▶ _Task statement_
Please count the lines in the data below that hold "suit" and answer with the number by itself.

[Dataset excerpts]
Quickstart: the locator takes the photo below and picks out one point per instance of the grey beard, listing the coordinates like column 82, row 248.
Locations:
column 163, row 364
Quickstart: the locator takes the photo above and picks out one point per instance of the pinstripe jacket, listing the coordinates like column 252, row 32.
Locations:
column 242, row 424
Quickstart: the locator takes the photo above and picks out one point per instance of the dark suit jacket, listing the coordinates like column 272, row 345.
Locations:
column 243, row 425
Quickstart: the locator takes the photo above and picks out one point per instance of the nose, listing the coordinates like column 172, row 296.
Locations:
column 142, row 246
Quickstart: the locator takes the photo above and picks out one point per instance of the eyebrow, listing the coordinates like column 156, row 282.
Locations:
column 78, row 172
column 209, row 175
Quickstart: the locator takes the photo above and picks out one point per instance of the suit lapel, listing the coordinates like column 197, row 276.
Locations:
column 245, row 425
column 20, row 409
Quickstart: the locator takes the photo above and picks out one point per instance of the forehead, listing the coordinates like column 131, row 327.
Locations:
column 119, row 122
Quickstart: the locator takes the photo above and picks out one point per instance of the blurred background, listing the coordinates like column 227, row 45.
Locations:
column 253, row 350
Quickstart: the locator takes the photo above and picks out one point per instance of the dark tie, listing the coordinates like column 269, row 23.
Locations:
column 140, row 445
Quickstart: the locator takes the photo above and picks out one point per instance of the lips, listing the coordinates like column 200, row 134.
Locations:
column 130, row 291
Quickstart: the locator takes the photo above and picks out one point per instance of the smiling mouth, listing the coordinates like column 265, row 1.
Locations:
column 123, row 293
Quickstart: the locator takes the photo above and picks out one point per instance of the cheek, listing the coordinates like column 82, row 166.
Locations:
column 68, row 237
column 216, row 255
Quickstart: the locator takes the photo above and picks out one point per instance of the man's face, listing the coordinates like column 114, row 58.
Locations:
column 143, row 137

▶ _Exercise response_
2